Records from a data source
--- --- ---
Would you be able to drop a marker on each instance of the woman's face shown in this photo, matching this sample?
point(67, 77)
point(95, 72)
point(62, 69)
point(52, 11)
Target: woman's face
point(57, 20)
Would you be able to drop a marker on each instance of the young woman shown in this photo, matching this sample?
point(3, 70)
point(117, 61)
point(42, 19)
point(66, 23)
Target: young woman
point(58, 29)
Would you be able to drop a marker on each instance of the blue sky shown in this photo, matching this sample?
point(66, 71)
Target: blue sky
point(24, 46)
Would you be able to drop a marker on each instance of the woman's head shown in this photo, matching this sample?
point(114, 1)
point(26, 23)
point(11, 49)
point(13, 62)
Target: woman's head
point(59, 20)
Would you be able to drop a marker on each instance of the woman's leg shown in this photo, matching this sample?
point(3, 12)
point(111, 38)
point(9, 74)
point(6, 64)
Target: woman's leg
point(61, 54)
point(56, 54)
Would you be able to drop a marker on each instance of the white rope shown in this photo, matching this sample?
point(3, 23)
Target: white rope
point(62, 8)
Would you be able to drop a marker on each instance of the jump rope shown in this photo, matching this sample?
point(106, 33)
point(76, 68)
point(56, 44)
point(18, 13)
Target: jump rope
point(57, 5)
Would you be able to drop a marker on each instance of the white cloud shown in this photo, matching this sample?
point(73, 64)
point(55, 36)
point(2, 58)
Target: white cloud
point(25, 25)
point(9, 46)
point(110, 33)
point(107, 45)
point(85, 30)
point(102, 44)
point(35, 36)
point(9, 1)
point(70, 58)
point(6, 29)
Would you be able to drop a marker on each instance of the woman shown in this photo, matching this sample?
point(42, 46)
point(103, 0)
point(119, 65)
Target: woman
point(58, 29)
--- --- ---
● Goal: Rewrite the material from the line containing "of the young" through the end of the records, swapping "drop a marker" for "place a marker" and leaving everything else unchanged.

● Answer to this task:
Would you be able to place a marker on each instance of the young woman shown in this photo, matching this sample?
point(3, 70)
point(117, 61)
point(42, 19)
point(66, 23)
Target: young woman
point(58, 29)
Would you be able to place a marker on each instance of the blue sky shown in this photo, matching this sample?
point(66, 71)
Target: blue sky
point(24, 46)
Would you be able to place a marker on each instance of the woman's head shown in this photo, matching this sample?
point(114, 1)
point(26, 23)
point(11, 49)
point(13, 62)
Target: woman's head
point(59, 20)
Would you be able to place a marker on each instance of the woman's leg shown in this photo, matching this sample?
point(3, 12)
point(111, 38)
point(9, 74)
point(6, 64)
Target: woman's leg
point(61, 54)
point(56, 54)
Would you be able to place a marker on each instance of the white rope shown in this photo, matching this sample?
point(3, 23)
Target: white rope
point(62, 8)
Would you be able to place a marker on each instance of the jump rope shown in this photo, matching this sample?
point(106, 33)
point(76, 68)
point(56, 44)
point(18, 13)
Target: jump rope
point(57, 5)
Would you be able to place a marker on each instance of the white cloud shown in this photo, matching this sample?
point(73, 64)
point(55, 36)
point(2, 58)
Target: white cloud
point(25, 25)
point(9, 46)
point(110, 33)
point(107, 45)
point(85, 30)
point(102, 44)
point(35, 36)
point(9, 1)
point(70, 58)
point(6, 29)
Would you be able to place a marker on each instance of the woman shown in this photo, matching this sample?
point(42, 46)
point(103, 0)
point(119, 65)
Target: woman
point(58, 29)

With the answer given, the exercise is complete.